##### Task inputs

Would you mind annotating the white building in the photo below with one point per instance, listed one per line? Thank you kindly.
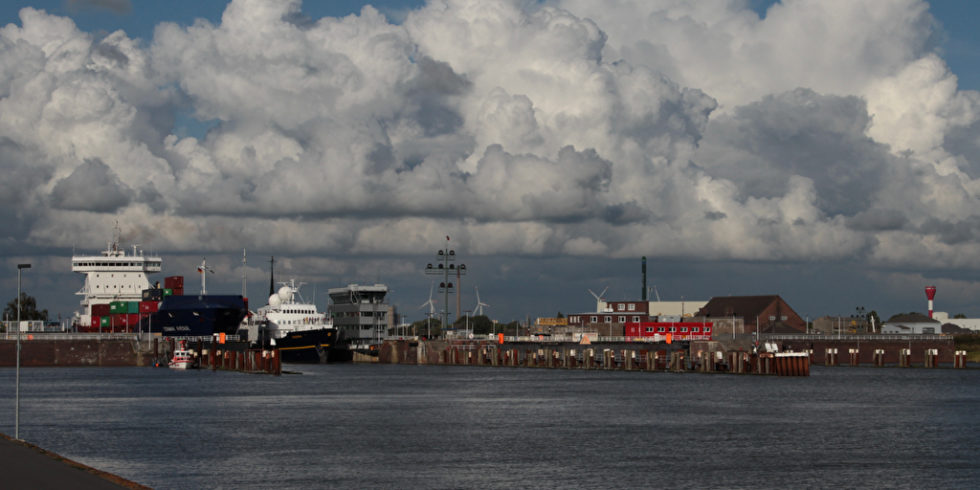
(970, 323)
(915, 324)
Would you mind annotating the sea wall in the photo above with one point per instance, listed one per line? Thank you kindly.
(76, 352)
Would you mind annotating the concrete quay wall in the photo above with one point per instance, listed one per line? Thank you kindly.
(77, 352)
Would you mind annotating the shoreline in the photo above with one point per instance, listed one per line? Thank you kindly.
(34, 466)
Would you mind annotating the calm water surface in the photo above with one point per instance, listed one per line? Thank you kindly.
(384, 426)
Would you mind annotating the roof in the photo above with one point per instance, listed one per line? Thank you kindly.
(911, 318)
(741, 306)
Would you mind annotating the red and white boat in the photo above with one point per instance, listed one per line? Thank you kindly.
(183, 358)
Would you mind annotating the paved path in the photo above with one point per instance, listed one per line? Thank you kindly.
(23, 465)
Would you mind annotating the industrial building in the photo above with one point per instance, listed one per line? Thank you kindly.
(747, 314)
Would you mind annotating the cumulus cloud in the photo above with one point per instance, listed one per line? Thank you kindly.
(822, 131)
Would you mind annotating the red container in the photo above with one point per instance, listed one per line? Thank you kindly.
(117, 321)
(100, 310)
(173, 282)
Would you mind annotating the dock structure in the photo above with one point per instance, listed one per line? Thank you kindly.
(623, 356)
(238, 356)
(50, 350)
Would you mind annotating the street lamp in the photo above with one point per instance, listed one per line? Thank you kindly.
(20, 267)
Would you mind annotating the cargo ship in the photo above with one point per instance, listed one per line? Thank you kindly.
(302, 334)
(118, 297)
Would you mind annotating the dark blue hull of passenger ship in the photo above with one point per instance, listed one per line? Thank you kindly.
(199, 316)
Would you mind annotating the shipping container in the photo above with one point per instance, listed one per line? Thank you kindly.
(173, 282)
(100, 310)
(149, 306)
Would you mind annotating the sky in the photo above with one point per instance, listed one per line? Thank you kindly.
(826, 151)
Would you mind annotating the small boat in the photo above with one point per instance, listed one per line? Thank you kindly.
(183, 357)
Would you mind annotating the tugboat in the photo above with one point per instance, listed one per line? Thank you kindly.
(302, 334)
(183, 357)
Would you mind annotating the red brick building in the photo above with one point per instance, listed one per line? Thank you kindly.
(770, 313)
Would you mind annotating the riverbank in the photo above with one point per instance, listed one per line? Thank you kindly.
(28, 466)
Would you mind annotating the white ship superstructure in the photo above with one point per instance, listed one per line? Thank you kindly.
(287, 312)
(113, 275)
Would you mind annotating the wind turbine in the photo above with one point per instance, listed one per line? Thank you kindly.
(204, 269)
(432, 305)
(598, 299)
(478, 310)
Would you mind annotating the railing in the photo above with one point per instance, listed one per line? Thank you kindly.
(852, 337)
(24, 336)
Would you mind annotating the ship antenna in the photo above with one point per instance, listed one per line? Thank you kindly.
(244, 273)
(115, 236)
(272, 275)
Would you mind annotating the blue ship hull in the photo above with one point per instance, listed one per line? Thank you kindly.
(198, 316)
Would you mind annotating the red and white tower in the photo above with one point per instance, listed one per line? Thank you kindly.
(930, 295)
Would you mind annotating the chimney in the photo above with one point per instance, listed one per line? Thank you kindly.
(930, 295)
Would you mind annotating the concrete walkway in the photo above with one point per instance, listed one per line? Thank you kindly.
(23, 465)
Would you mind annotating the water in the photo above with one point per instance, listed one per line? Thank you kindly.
(384, 426)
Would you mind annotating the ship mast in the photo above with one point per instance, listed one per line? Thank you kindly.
(244, 273)
(272, 276)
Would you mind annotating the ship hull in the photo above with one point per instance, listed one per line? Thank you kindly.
(316, 346)
(198, 316)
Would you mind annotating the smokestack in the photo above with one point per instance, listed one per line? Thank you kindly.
(644, 293)
(930, 295)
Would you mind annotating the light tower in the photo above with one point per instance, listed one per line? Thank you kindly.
(445, 259)
(930, 295)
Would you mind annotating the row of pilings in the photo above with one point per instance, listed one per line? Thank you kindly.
(236, 356)
(619, 357)
(930, 358)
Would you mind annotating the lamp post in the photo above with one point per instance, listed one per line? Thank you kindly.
(20, 267)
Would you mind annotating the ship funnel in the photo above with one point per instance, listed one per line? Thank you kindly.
(930, 295)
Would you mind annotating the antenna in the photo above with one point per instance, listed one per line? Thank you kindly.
(244, 273)
(598, 298)
(272, 276)
(478, 310)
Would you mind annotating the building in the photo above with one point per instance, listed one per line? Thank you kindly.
(911, 323)
(767, 314)
(967, 323)
(360, 314)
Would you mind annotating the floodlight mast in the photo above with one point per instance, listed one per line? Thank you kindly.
(445, 263)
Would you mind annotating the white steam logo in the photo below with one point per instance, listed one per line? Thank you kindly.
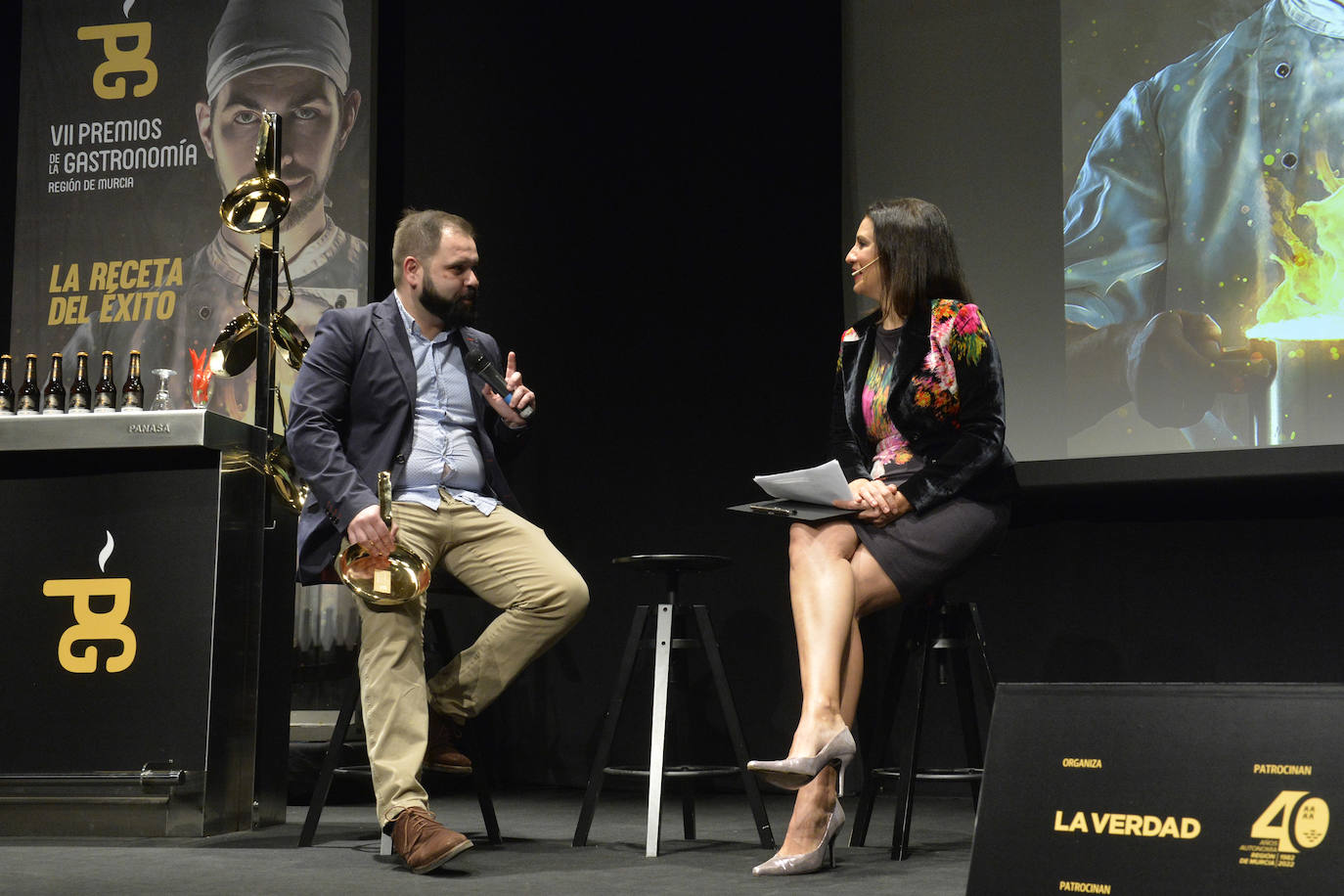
(107, 548)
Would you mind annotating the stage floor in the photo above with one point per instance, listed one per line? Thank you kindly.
(535, 857)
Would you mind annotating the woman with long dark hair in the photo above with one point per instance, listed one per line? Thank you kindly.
(918, 427)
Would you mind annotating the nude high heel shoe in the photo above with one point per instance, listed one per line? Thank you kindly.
(791, 774)
(807, 863)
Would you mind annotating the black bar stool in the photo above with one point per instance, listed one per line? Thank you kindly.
(930, 630)
(669, 626)
(331, 767)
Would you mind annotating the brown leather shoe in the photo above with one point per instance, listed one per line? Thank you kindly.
(441, 754)
(424, 842)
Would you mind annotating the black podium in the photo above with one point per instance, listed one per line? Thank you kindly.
(146, 673)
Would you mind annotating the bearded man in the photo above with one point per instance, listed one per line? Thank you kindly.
(386, 387)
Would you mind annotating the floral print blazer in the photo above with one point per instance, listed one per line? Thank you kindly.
(946, 399)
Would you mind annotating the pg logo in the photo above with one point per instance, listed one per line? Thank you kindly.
(93, 625)
(109, 79)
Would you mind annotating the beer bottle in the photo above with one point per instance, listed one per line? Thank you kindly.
(79, 392)
(105, 394)
(29, 396)
(6, 385)
(54, 394)
(133, 394)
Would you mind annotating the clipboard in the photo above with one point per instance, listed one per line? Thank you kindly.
(791, 511)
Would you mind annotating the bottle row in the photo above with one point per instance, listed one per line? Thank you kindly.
(82, 399)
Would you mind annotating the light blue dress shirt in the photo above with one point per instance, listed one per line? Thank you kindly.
(444, 450)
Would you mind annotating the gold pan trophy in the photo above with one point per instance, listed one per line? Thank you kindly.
(388, 580)
(255, 205)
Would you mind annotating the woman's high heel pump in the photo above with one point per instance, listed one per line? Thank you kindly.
(791, 774)
(808, 863)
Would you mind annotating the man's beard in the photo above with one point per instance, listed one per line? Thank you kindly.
(453, 312)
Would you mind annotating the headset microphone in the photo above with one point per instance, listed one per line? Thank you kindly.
(865, 267)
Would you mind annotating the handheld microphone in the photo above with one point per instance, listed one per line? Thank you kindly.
(481, 367)
(865, 267)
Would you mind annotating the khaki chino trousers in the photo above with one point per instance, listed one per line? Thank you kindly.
(507, 561)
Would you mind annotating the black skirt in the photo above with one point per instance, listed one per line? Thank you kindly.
(919, 551)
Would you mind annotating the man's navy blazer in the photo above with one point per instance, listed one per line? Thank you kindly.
(351, 417)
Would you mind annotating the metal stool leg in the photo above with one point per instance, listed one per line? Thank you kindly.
(959, 621)
(730, 718)
(901, 835)
(657, 729)
(912, 622)
(613, 716)
(328, 773)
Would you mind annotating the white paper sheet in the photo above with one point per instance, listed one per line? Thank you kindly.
(816, 485)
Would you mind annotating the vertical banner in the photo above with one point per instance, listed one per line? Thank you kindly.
(137, 117)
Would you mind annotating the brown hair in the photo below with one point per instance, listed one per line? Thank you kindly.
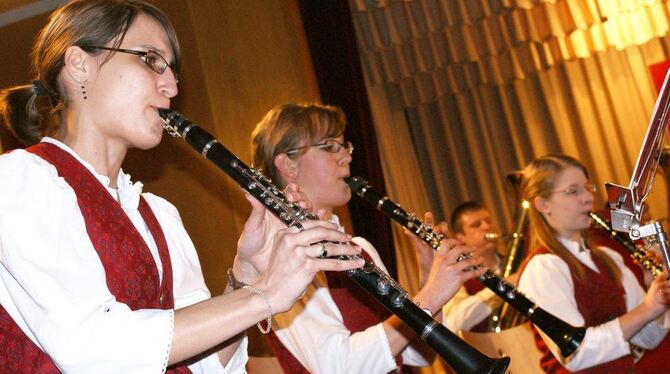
(289, 126)
(83, 23)
(539, 179)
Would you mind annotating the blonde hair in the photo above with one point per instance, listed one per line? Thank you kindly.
(290, 126)
(539, 180)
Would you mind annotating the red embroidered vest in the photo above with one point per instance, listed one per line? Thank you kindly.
(359, 311)
(131, 273)
(597, 307)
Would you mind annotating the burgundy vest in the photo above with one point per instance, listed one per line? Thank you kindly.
(359, 311)
(131, 273)
(653, 361)
(600, 299)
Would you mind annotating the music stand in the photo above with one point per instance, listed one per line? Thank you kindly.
(627, 203)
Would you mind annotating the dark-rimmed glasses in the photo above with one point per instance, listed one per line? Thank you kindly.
(578, 190)
(151, 58)
(330, 146)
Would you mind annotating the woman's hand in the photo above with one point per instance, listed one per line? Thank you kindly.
(296, 259)
(255, 243)
(425, 252)
(447, 274)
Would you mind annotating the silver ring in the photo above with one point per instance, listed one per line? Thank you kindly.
(324, 251)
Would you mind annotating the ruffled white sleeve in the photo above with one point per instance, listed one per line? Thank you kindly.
(188, 282)
(314, 332)
(53, 285)
(547, 280)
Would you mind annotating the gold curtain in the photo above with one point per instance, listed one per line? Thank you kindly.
(465, 91)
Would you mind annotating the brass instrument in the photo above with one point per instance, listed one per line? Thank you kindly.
(638, 253)
(567, 337)
(506, 317)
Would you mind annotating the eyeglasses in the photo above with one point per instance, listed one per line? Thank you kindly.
(330, 146)
(152, 59)
(573, 191)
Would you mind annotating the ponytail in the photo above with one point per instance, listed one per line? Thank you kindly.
(21, 114)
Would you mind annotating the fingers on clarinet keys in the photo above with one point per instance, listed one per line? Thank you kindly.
(333, 250)
(324, 251)
(474, 262)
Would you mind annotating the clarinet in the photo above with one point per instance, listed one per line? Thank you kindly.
(566, 337)
(638, 254)
(460, 355)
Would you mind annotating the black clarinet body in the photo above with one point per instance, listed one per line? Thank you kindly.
(460, 355)
(566, 336)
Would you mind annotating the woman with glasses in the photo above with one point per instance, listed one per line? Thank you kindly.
(96, 276)
(336, 327)
(581, 283)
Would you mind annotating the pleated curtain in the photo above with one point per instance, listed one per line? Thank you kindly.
(465, 91)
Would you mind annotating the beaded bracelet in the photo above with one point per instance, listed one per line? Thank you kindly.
(235, 284)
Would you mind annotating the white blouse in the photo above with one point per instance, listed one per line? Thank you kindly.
(547, 280)
(53, 284)
(465, 311)
(313, 331)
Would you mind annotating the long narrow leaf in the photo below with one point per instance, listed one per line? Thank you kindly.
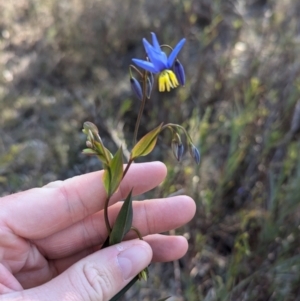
(113, 173)
(123, 222)
(116, 167)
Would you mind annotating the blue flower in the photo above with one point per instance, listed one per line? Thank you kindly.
(160, 64)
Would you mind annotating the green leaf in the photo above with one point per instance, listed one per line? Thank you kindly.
(88, 151)
(107, 181)
(116, 167)
(113, 173)
(103, 153)
(146, 144)
(123, 222)
(125, 289)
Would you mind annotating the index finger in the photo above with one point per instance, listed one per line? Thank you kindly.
(39, 212)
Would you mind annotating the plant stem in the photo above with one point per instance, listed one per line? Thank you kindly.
(107, 224)
(138, 121)
(127, 168)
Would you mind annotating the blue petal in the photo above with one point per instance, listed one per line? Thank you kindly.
(174, 53)
(157, 57)
(145, 65)
(155, 42)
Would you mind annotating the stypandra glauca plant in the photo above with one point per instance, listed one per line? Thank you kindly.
(169, 73)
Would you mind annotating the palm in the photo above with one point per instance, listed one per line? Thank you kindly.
(44, 231)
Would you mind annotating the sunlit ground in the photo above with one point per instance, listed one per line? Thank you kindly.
(66, 62)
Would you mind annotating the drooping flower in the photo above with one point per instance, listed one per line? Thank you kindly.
(160, 64)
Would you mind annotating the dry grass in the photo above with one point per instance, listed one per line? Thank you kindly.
(64, 62)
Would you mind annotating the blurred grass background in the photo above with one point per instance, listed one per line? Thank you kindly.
(66, 62)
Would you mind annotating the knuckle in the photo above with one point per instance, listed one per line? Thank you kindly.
(99, 282)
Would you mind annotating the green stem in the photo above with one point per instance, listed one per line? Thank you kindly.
(138, 121)
(107, 224)
(170, 125)
(127, 168)
(137, 232)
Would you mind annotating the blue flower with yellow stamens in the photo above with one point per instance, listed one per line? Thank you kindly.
(160, 64)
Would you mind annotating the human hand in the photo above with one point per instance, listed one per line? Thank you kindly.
(50, 237)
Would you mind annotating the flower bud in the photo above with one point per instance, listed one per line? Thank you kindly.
(194, 152)
(136, 88)
(178, 149)
(149, 86)
(179, 72)
(89, 144)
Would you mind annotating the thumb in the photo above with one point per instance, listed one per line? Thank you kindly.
(97, 277)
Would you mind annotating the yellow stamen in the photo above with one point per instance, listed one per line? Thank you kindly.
(167, 80)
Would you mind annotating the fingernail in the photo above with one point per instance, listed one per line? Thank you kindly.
(133, 260)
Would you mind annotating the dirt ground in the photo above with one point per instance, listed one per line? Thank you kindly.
(66, 62)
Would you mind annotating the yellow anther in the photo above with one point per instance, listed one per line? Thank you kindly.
(167, 80)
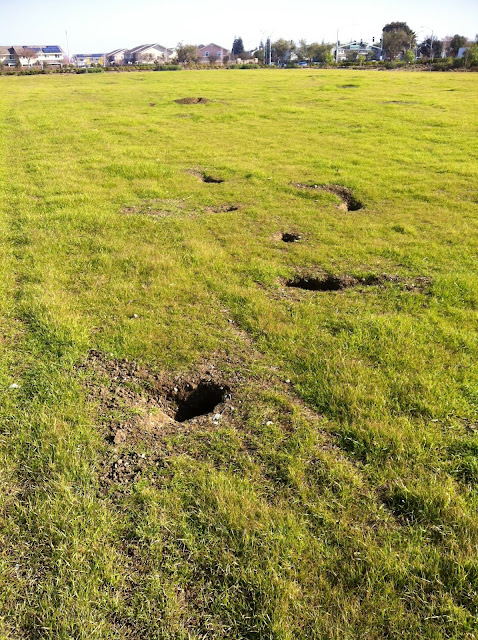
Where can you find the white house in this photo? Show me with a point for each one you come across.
(32, 56)
(88, 59)
(212, 51)
(116, 57)
(147, 53)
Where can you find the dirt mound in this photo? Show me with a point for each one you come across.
(206, 177)
(197, 399)
(291, 237)
(344, 193)
(331, 282)
(192, 101)
(137, 403)
(224, 208)
(322, 283)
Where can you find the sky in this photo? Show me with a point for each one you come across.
(97, 26)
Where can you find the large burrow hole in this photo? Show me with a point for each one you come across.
(328, 282)
(192, 101)
(206, 177)
(344, 193)
(291, 237)
(194, 400)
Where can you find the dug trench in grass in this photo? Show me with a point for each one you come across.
(331, 282)
(349, 201)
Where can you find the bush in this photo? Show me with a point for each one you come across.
(168, 67)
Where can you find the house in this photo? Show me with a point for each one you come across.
(32, 56)
(88, 59)
(147, 53)
(352, 50)
(116, 58)
(213, 52)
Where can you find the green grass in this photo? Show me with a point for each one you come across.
(339, 500)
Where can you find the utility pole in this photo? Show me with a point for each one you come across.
(67, 47)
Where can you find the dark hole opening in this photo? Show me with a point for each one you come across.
(328, 283)
(200, 401)
(212, 179)
(291, 237)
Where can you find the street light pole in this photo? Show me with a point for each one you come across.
(431, 44)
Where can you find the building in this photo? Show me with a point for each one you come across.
(116, 58)
(213, 53)
(32, 56)
(147, 53)
(352, 50)
(89, 59)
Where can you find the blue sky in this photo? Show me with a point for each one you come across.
(103, 25)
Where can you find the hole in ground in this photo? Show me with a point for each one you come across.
(211, 179)
(192, 101)
(324, 283)
(206, 177)
(344, 193)
(291, 237)
(198, 400)
(225, 208)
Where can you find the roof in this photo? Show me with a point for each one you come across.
(212, 44)
(145, 47)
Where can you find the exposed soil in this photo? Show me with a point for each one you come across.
(326, 283)
(330, 282)
(139, 409)
(163, 208)
(206, 177)
(192, 101)
(349, 201)
(194, 400)
(291, 237)
(136, 403)
(224, 208)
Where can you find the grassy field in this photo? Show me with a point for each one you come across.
(330, 489)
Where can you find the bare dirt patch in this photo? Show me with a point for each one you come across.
(204, 176)
(138, 410)
(223, 208)
(291, 237)
(349, 201)
(197, 399)
(192, 101)
(331, 282)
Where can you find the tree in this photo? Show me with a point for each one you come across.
(456, 43)
(187, 54)
(304, 50)
(431, 48)
(237, 47)
(320, 52)
(471, 56)
(397, 38)
(281, 48)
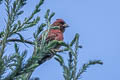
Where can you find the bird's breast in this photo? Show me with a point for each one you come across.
(58, 35)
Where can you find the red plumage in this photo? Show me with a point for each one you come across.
(54, 34)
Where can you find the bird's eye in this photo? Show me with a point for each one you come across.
(62, 23)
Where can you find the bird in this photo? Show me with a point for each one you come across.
(54, 34)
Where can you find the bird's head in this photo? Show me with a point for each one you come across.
(61, 23)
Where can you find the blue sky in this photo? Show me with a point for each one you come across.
(98, 23)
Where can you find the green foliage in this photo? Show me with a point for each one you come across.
(16, 64)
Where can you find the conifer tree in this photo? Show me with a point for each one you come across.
(15, 64)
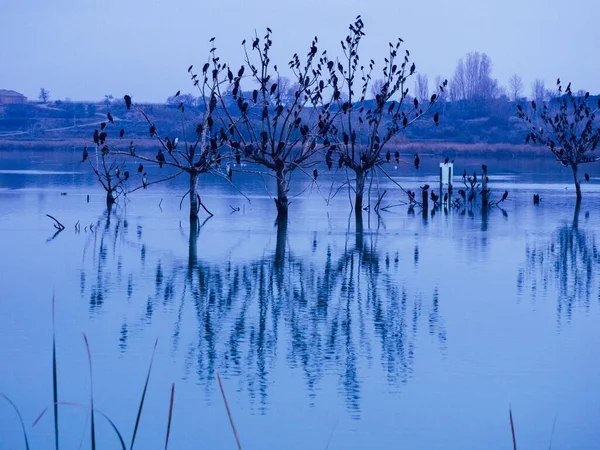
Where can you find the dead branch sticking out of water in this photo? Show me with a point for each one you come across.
(59, 226)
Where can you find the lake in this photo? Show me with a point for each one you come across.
(419, 332)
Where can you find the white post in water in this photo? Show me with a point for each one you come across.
(446, 176)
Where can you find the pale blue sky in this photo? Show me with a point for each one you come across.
(84, 49)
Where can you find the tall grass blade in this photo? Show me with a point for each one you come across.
(88, 408)
(54, 377)
(170, 415)
(137, 420)
(20, 418)
(237, 439)
(87, 346)
(512, 428)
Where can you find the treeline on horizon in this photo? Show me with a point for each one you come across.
(474, 110)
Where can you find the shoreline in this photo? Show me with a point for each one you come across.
(502, 150)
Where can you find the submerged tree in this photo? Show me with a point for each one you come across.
(365, 126)
(275, 125)
(568, 128)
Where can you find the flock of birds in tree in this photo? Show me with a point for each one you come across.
(465, 196)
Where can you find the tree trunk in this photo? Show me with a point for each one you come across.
(576, 179)
(361, 176)
(282, 222)
(110, 198)
(281, 201)
(194, 201)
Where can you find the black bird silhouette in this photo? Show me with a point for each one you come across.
(160, 157)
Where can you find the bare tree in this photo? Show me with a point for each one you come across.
(364, 129)
(44, 95)
(473, 79)
(265, 126)
(570, 131)
(376, 87)
(422, 88)
(538, 90)
(515, 87)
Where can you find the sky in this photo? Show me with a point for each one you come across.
(83, 50)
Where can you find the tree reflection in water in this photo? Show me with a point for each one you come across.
(330, 311)
(568, 261)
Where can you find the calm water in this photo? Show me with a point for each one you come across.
(418, 333)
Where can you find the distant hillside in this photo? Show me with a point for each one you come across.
(464, 126)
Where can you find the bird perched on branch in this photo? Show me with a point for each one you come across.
(160, 157)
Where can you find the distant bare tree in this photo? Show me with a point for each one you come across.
(570, 130)
(44, 95)
(422, 87)
(186, 99)
(538, 90)
(515, 87)
(473, 79)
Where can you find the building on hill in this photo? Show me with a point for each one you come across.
(8, 97)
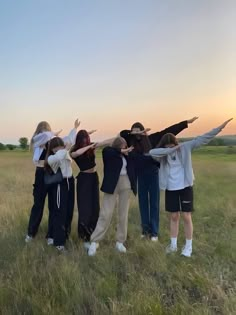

##########

Problem description | Put the records, starting with the line that contains "Where can you find the tree reflection" and going on through the end of the records, into a two-column CSV with the columns text and points, one row per record, each value in a single quoted field with line breaks turned into spaces. Leave the pictures out.

Reply |
text,points
"Where can you find the tree reflection in water in this photo? Show me with a point for each one you come across.","(330, 311) (568, 261)"
"Where can you find the calm water in this photo? Show me with a point for each one you come across.","(418, 333)"
"Where can you find the distant hillside in this photo? Show me with a point for each one you come across.","(464, 126)"
"Where can you find the bird perched on branch in this photo? Show me with a point for each one you come across.","(160, 157)"
"Where can you find the distant bare tree in this photo? Show me with a point for each one you come across.","(570, 130) (44, 95) (422, 87) (186, 99) (538, 90) (515, 87) (473, 79)"
"Where can you find the building on hill in this photo? Show me with a point for each one you come across.","(8, 97)"